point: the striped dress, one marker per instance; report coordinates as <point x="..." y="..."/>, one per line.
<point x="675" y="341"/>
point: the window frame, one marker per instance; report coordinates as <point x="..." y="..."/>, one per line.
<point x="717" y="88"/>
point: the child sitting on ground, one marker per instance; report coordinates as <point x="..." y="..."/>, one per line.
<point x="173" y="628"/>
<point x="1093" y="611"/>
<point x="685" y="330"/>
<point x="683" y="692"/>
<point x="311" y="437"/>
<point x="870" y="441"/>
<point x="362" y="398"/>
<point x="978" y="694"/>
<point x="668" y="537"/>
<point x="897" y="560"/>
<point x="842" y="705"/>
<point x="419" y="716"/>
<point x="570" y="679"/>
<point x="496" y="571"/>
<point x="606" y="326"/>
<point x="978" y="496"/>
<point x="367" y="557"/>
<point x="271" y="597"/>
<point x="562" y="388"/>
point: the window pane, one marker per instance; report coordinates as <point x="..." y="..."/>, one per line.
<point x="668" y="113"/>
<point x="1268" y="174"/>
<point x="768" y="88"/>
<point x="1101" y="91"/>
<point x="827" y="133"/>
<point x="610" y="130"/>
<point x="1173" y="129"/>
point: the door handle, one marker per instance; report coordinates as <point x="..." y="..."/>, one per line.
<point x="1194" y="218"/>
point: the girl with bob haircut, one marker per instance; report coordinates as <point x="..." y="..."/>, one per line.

## Instruction:
Write out every line above again, word for word and in the same order.

## Written response:
point: the striped dress, one marker per instance; report coordinates as <point x="..." y="..."/>, one per line.
<point x="675" y="341"/>
point: the window frame, one marker per instance; report coordinates as <point x="..." y="..."/>, one per line.
<point x="717" y="88"/>
point: the child sitting on ground, one marker per instance; report coordinates as <point x="..." y="..."/>, one per line.
<point x="173" y="628"/>
<point x="1093" y="611"/>
<point x="685" y="330"/>
<point x="683" y="692"/>
<point x="311" y="437"/>
<point x="870" y="441"/>
<point x="362" y="398"/>
<point x="978" y="694"/>
<point x="668" y="537"/>
<point x="897" y="560"/>
<point x="842" y="705"/>
<point x="419" y="716"/>
<point x="570" y="679"/>
<point x="496" y="571"/>
<point x="606" y="326"/>
<point x="978" y="496"/>
<point x="367" y="557"/>
<point x="271" y="597"/>
<point x="562" y="388"/>
point: the window pane, one marker per instance; report coordinates as <point x="..." y="..."/>, one per line.
<point x="668" y="113"/>
<point x="1268" y="174"/>
<point x="768" y="88"/>
<point x="1101" y="91"/>
<point x="827" y="133"/>
<point x="610" y="130"/>
<point x="1173" y="129"/>
point: the door handle, one marker per instance; report coordinates as <point x="..." y="..."/>, one per line.
<point x="1194" y="218"/>
point: the girl with bob haircut, one marker per instance; report coordinates as <point x="..." y="..."/>, one per line.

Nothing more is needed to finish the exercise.